### Work required
Starting at the beginning of the records and ending at the line that contains "Outline every instance of the jeep hood.", output each line as a row of a Markdown table with the columns Row and Line, leaving out blank lines.

### Materials provided
==*==

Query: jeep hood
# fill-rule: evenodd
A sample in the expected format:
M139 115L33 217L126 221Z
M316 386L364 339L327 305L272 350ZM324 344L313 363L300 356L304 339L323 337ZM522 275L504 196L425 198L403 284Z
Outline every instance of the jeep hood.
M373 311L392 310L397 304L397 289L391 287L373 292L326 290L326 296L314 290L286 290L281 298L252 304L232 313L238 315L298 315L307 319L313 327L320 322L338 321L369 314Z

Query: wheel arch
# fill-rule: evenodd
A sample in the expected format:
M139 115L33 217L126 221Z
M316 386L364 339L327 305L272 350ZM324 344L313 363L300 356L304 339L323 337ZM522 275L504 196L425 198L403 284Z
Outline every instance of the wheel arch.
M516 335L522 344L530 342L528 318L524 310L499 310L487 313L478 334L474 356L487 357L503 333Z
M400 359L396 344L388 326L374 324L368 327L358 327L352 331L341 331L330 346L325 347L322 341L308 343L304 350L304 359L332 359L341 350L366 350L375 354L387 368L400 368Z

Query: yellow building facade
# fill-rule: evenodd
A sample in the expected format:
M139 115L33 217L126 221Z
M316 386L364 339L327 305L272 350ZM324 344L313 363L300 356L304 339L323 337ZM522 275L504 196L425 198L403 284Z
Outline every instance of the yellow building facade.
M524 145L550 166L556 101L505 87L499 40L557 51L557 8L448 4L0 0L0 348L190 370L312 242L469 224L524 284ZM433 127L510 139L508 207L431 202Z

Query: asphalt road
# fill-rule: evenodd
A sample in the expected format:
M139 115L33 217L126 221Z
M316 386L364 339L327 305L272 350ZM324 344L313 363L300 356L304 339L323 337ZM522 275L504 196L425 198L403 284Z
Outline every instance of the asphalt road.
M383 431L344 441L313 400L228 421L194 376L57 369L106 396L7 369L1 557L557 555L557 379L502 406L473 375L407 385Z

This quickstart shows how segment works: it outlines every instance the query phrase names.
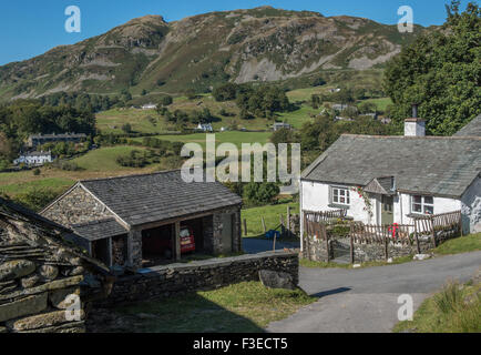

==*==

### Written solution
| Row | Line |
|---|---|
| 1 | Query: jeep hood |
| 2 | # fill-rule: evenodd |
| 3 | A sample in the expected format: |
| 4 | M139 115L33 217L126 221Z |
| 5 | M316 386L364 339L327 305L272 350ZM324 344L313 363L300 356L304 339L323 337ZM522 275L504 196L425 198L403 284Z |
| 6 | Outline every instance of the jeep hood. |